▶ [DATASET CONTENT]
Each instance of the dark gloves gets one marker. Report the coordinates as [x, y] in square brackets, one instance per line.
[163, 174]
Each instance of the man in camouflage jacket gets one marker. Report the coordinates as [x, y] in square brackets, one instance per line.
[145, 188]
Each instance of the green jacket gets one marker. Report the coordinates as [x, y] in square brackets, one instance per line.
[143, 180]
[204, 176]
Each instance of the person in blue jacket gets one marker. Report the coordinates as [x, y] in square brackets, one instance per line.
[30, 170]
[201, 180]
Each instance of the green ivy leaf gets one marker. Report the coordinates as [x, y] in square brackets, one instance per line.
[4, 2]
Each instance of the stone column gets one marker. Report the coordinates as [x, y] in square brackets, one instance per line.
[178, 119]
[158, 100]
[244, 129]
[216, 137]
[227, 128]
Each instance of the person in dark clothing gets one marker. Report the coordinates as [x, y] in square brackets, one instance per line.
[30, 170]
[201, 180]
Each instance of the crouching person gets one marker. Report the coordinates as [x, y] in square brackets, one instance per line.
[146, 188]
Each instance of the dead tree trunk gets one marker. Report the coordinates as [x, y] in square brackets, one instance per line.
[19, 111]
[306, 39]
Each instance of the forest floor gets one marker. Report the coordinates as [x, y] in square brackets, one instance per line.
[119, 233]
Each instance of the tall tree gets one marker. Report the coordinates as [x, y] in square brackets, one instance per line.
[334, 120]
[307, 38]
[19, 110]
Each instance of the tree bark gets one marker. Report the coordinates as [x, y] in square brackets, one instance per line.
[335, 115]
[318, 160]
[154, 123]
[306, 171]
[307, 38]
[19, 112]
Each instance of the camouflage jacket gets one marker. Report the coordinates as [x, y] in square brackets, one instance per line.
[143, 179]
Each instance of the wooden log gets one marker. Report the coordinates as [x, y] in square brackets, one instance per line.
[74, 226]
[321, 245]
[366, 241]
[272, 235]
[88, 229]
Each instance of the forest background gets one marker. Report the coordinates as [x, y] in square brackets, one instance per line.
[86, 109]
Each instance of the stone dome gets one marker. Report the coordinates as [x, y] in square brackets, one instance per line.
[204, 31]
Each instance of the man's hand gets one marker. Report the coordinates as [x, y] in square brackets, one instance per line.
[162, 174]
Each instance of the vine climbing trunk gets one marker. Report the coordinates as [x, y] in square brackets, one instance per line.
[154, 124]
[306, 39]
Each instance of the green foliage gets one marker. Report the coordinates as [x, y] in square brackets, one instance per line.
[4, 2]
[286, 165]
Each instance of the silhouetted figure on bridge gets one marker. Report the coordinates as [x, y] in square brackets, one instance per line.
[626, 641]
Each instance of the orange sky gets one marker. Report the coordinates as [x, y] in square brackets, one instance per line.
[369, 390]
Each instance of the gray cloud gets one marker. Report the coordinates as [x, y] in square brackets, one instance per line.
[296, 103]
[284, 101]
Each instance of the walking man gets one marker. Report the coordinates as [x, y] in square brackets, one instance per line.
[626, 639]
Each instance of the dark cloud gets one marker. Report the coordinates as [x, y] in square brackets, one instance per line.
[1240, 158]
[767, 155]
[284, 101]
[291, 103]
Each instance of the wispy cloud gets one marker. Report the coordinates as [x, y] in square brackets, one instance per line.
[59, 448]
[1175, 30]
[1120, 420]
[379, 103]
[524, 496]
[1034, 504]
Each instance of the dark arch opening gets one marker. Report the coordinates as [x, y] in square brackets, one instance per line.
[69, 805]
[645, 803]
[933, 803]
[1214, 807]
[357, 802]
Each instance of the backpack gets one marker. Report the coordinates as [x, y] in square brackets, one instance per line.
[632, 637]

▶ [WHAT YOU ARE ASKED TO DO] Above are the records; retype them all without a single difference.

▶ [EXERCISE OUTPUT]
Each instance of the dark gloves gets one marker. Report the coordinates as [x, y] in square brackets, one instance per line.
[163, 174]
Each instance of the man in camouflage jacket gets one marker. Report the coordinates as [x, y] in square brackets, one instance per line.
[145, 188]
Each instance of the green jacket gets one marker. Report the coordinates as [x, y] in square brackets, one instance per line.
[143, 180]
[204, 176]
Each instance of the person in blue jacket gets one marker. Report the coordinates as [x, y] in square brackets, one instance per line.
[30, 170]
[201, 180]
Each instance of the green ivy leaf gets one marker. Report the coordinates as [x, y] in square brackets, one instance per line.
[4, 2]
Each instance of the stone column gets one marker. Report the coordinates as [x, y] in square brackets, one instance per line.
[178, 119]
[158, 100]
[244, 129]
[216, 137]
[227, 128]
Each instance of the person in dark clothing gets one marker. Report the coordinates as [x, y] in square brackets, one instance per line.
[30, 170]
[201, 180]
Each instance of the crouching person gets one marker. Report the coordinates as [x, y] in square brackets, one instance per line.
[146, 188]
Each instance of the dead tree trunk gets one marker. Report the coordinates as [x, y] in square brackets, one instance per line.
[19, 111]
[306, 39]
Each instance of the forest floor gets one marker. Report the coordinates as [x, y] in square brackets, one instance per line.
[119, 233]
Each instance of the tall tree gets one marker. Report the coordinates as [x, y] in square brackets, one instance per line.
[334, 120]
[307, 38]
[19, 110]
Each instance of the tree bark gets one marker. Report the coordinates as [x, y] in square brackets, one instance per line.
[335, 115]
[318, 160]
[154, 123]
[306, 171]
[307, 38]
[19, 112]
Each instance of the camouflage jacket gets one marker. Report the coordinates as [x, y] in square brackets, one instance per line.
[143, 179]
Each instance of the wooden log gets one marker. Report the coordinates as [x, y] in square brackets, one instance per line.
[74, 226]
[321, 245]
[366, 241]
[272, 235]
[88, 229]
Each instance of the forest background gets one marker. Report the coordinates as [x, y] in square brackets, one instance per line.
[86, 109]
Each instance of the stone dome gets one marker. Report the coordinates as [x, y] in square brackets, one instance per line.
[204, 31]
Each instance of the man's hand gets one marker. Report the coordinates as [x, y] in square brackets, one instance per line.
[162, 174]
Each instance of the vine climbing trunk gets one marker. Report the coordinates as [x, y] in square brackets, one instance per line.
[154, 124]
[306, 39]
Each instance of the green foliage gets one marker. Report the coordinates as [x, y] in square brackets, one instance per line.
[4, 2]
[286, 165]
Each instance of the silhouetted figure on bridge gets one marker. Report the coordinates as [x, y] in square brackets, one instance per line.
[626, 641]
Each instance of the orange sky gets one marker. Report the coordinates as [x, y] in square brackets, one instance per line.
[369, 390]
Each instance of the gray cloud gets one marker. Report the coordinates as [x, y] in square brackets, one instance per line.
[296, 103]
[284, 101]
Each instance of the walking man gets one marker. Report the coordinates as [x, y] in square brackets, one instance per line.
[626, 639]
Each instance of the dark cloud gets one marker. Report the coordinates as [x, y] in square brackets, one instance per line.
[1240, 158]
[767, 155]
[284, 101]
[291, 103]
Each instance of the wispy cloud gets one marker. Report the coordinates as [x, y] in square brackets, one instance per line.
[59, 448]
[1175, 30]
[1120, 420]
[379, 103]
[524, 496]
[1034, 504]
Each instance of the dark arch opening gets one marker. Report the coordinates as [x, y] in square brackets, one instance per line.
[69, 805]
[645, 803]
[933, 803]
[1214, 807]
[357, 802]
Each instance of the backpack gets one marker. Report the coordinates as [x, y] in square brackets, one instance per line.
[632, 637]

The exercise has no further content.